In the entries below, render the lines from the one containing "yellow metal barricade" to the one containing "98,255 -> 119,310", both included, as a Markdown table with columns Row and Text. Skip blank lines and leave out the pictures.

━━━━━ Supplied records ━━━━━

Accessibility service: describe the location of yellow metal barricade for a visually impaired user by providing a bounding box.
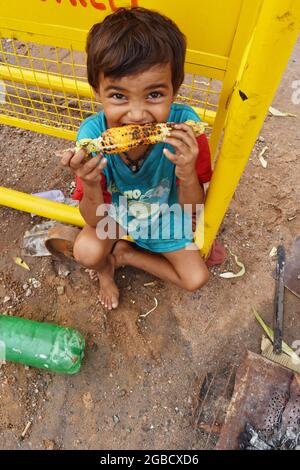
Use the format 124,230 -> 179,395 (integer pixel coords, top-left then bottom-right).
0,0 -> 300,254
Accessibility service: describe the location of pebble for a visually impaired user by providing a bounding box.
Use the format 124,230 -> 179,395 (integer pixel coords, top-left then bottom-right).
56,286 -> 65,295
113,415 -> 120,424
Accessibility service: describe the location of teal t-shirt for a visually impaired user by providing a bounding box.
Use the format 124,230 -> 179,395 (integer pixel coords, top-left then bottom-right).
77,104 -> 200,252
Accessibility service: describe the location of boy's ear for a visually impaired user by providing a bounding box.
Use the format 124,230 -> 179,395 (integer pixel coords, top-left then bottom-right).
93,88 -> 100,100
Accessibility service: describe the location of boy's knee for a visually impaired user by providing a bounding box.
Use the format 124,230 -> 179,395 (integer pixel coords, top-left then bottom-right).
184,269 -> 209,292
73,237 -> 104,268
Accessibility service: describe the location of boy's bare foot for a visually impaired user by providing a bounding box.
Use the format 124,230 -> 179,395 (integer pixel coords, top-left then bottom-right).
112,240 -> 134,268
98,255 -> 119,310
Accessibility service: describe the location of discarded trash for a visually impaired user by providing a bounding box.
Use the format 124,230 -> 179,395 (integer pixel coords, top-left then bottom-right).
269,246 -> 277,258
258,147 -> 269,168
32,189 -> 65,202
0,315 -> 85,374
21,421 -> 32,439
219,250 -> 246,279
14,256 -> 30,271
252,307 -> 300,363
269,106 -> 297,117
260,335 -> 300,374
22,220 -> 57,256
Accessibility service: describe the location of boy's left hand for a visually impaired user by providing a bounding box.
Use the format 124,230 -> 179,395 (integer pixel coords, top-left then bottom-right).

━━━━━
━━━━━ Supplied records ━━━━━

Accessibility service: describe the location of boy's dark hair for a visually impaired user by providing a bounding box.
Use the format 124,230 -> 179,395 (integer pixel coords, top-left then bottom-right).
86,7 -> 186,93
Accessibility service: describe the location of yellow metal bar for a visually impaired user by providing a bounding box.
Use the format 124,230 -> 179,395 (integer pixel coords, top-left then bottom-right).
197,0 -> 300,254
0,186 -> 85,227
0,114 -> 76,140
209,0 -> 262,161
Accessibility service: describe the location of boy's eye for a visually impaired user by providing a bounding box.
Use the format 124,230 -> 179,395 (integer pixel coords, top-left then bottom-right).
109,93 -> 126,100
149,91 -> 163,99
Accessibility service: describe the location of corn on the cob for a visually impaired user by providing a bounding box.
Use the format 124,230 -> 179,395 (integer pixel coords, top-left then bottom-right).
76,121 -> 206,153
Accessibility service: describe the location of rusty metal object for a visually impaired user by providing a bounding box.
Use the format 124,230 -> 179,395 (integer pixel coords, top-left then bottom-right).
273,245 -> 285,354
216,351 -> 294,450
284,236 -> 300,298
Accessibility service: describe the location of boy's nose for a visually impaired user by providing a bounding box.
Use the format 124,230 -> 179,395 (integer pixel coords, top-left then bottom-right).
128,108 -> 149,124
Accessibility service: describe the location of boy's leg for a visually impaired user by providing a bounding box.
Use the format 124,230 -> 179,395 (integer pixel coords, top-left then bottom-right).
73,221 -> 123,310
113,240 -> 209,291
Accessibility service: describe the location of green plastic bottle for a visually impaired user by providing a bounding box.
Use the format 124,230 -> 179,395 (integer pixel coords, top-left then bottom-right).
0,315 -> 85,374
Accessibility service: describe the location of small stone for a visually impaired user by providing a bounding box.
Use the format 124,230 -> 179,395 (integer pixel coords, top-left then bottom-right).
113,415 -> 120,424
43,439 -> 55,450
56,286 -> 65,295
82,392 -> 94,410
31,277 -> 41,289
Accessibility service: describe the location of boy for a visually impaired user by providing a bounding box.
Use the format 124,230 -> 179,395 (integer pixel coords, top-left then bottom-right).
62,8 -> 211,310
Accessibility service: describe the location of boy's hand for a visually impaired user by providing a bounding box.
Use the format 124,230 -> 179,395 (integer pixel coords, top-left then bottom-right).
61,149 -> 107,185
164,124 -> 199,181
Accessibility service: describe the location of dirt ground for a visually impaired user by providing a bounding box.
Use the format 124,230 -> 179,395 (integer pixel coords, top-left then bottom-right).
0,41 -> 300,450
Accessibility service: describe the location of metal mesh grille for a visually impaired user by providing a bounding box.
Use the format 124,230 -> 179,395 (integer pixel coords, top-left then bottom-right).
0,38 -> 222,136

━━━━━

Solution for this task:
| Row | Text |
|---|---|
| 1 | Accessibility service: describe the location of yellow metal barricade for a visually impaired user by providing a bounding box. |
| 2 | Use the format 124,230 -> 179,395 (integer pixel coords, top-left then bottom-right). |
| 3 | 0,0 -> 300,254 |
| 4 | Accessibility service: describe the location of pebble for a visually impaired user by providing a bounding box. |
| 5 | Use the format 124,230 -> 179,395 (integer pixel coords, top-left then bottom-right). |
| 6 | 56,286 -> 65,295 |
| 7 | 113,415 -> 120,424 |
| 8 | Accessibility service: describe the location of teal t-shirt for a visually impaired user by providing a bounding box. |
| 9 | Use the format 124,230 -> 179,395 (integer pixel coords, top-left then bottom-right). |
| 10 | 77,104 -> 200,252 |
| 11 | Accessibility service: describe the location of boy's ear for a visually impaired user by providing a bounding box. |
| 12 | Use the format 124,230 -> 179,395 (integer pixel coords, top-left then bottom-right). |
| 13 | 93,88 -> 100,100 |
| 14 | Accessibility service: describe the location of boy's knee for a visually impaired user by providing a bounding box. |
| 15 | Use the format 124,230 -> 179,395 (integer pixel coords, top-left then bottom-right). |
| 16 | 184,269 -> 209,292 |
| 17 | 73,237 -> 104,268 |
| 18 | Accessibility service: describe the location of boy's bare foot for a visually impaired user by providing a bounding box. |
| 19 | Use the format 124,230 -> 179,395 (integer pixel coords, top-left then bottom-right). |
| 20 | 112,240 -> 134,268 |
| 21 | 98,255 -> 119,310 |